■ Data records
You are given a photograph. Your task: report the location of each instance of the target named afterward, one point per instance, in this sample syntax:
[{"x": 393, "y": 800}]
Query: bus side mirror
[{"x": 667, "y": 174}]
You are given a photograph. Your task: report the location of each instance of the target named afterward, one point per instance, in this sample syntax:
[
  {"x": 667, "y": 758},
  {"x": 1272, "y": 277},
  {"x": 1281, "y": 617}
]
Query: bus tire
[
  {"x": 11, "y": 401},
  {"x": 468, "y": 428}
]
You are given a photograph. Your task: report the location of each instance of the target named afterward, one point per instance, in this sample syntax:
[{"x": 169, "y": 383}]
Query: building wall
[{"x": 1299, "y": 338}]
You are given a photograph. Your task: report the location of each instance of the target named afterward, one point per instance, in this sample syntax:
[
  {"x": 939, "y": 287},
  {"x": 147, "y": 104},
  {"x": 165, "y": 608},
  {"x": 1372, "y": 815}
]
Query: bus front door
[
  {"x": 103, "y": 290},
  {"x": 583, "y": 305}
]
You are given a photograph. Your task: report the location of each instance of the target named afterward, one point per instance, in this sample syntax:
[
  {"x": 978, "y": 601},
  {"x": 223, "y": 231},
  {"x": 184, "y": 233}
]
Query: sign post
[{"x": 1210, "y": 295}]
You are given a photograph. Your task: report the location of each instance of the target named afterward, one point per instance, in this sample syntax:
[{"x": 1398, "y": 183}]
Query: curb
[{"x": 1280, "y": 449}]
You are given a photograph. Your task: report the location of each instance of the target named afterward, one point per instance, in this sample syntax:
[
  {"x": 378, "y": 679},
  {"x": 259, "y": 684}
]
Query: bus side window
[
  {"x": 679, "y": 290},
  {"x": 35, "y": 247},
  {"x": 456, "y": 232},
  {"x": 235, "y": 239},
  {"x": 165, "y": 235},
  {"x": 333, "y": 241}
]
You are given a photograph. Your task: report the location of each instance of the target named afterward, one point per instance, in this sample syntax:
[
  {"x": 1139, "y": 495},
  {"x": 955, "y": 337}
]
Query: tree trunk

■ Task description
Write the data from above out again, exactly.

■ Answer to this problem
You are given a photograph. Your task: report the location of each instance of the target named afterward, one point per instance, in this sample syntax:
[{"x": 393, "y": 800}]
Query: bus side mirror
[{"x": 667, "y": 174}]
You are given a photograph. Your task: report the location of each instance of the target named afterward, one point per instance, in this sample syntax:
[
  {"x": 667, "y": 758},
  {"x": 1272, "y": 277},
  {"x": 1281, "y": 617}
]
Query: bus tire
[
  {"x": 11, "y": 401},
  {"x": 468, "y": 428}
]
You are given a photograph. Your task: report the location of each instance of the target named afterward, one point per instance, in this sample syntax:
[{"x": 169, "y": 383}]
Query: building wall
[{"x": 1299, "y": 338}]
You are given a photograph. Your task: report the location of each instance of the target named afterward, one point per instance, in this sample syntax:
[
  {"x": 939, "y": 287},
  {"x": 147, "y": 104},
  {"x": 165, "y": 608},
  {"x": 1372, "y": 815}
]
Query: bus front door
[
  {"x": 103, "y": 290},
  {"x": 583, "y": 305}
]
You are given a photograph. Your task: report the location of each instance of the target named afterward, one point per instance, in this sample syntax:
[
  {"x": 978, "y": 601},
  {"x": 223, "y": 231},
  {"x": 184, "y": 233}
]
Query: sign post
[{"x": 1210, "y": 295}]
You are given a photograph. Your task: report the location of each instance of the target named afterward, one point per instance, in this sample syntax:
[{"x": 1398, "y": 183}]
Query: curb
[{"x": 1280, "y": 449}]
You are given a photograph. Your task: report the location of each instance of the target named afterward, one point per instance, in this sample syntax:
[
  {"x": 378, "y": 679},
  {"x": 259, "y": 684}
]
Query: bus side window
[
  {"x": 679, "y": 290},
  {"x": 35, "y": 247},
  {"x": 456, "y": 232},
  {"x": 235, "y": 239},
  {"x": 165, "y": 235},
  {"x": 333, "y": 241}
]
You are given a photograph. Your task: report the location of each instance of the target named afterward, one point per instance, in this sample syntax:
[
  {"x": 1139, "y": 495},
  {"x": 955, "y": 337}
]
Query: tree trunk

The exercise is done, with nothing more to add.